[Items from a data source]
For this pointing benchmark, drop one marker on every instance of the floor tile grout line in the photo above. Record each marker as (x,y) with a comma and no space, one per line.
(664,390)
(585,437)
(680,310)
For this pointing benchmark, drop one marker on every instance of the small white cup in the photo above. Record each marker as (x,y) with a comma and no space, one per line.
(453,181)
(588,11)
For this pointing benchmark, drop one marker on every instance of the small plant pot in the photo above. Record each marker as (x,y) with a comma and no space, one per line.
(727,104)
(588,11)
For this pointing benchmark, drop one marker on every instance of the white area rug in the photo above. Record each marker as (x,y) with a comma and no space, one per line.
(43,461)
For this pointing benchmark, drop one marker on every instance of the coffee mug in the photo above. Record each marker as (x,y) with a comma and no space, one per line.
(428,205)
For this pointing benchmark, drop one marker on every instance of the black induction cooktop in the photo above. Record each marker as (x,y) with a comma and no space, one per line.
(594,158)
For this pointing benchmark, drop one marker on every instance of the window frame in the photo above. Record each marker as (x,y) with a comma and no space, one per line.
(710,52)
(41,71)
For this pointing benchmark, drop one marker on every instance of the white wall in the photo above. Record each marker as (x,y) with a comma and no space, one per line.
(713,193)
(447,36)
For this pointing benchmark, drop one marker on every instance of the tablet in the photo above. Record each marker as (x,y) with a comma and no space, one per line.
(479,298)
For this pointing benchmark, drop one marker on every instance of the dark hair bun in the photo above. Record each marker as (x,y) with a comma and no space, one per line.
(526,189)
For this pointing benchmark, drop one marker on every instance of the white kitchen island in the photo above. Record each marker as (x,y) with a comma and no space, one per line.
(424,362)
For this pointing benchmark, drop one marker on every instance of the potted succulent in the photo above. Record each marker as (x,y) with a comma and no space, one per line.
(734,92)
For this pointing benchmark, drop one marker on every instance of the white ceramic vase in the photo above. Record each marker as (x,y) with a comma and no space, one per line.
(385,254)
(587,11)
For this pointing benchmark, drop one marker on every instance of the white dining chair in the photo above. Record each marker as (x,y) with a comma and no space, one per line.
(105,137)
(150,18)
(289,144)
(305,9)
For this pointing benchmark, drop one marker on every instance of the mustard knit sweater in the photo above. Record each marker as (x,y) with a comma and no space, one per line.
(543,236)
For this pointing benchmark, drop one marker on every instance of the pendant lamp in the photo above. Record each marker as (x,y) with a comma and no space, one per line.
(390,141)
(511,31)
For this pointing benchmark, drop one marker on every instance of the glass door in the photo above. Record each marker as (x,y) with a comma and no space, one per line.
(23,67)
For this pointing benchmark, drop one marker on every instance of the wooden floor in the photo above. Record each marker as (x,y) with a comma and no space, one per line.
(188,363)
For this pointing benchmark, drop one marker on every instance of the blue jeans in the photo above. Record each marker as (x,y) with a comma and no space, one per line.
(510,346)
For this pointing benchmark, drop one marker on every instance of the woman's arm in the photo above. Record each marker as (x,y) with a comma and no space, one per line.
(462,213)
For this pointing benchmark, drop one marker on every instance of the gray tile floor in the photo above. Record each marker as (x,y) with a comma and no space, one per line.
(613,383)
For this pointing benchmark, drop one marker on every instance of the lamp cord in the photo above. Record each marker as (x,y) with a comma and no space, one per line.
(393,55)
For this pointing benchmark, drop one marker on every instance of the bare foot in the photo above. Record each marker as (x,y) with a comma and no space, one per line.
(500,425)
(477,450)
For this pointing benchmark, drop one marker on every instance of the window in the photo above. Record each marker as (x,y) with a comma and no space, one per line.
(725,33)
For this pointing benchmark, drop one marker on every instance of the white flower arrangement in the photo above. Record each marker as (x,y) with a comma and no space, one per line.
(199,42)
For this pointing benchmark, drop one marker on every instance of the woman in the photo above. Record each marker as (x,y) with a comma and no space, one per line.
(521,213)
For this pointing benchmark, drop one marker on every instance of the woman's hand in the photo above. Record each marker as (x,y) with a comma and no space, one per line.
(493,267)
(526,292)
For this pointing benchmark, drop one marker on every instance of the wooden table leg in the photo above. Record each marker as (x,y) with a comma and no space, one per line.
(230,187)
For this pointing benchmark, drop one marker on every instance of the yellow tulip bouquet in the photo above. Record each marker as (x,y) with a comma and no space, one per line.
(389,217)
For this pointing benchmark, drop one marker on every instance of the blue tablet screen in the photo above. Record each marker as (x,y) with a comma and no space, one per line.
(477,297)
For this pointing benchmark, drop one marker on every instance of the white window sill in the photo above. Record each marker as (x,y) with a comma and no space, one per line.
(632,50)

OBJECTIVE = The line containing "the woman in" marks the start; retype it and each line after it through the end of the records above, exactly.

SOLUTION TO THE PROBLEM =
For this pointing benchmark, drop one marker on every instance of the woman in the photo above. Record each marker as (x,y) with a comma and no space, one per line.
(521,213)
For this pointing benchmark, drop one marker on every instance of the woman's hand in the photo above. Record each marker as (x,y) with a comma and no space, one per line.
(493,267)
(526,292)
For this pointing benchmark, drop one marker on every instance of the wooden table leg in the photo above. Record each marker as (x,y) with a comma and no space, one per line.
(230,187)
For this pointing benchmark, drop one marker on every instance of the yellow tulip bouquet in the photo above. Record each marker as (x,y) with a comma and no space, one per line.
(389,217)
For this pointing benchmark, drop one marker on every instance of the blue tablet screen in the photo above. Record each marker as (x,y) with a comma and no space, one per line.
(477,297)
For this pointing benchmark, drop one marker on every instance of the white window sill in the photo above. Record each marker as (x,y) with a comma and no space, one per line.
(632,50)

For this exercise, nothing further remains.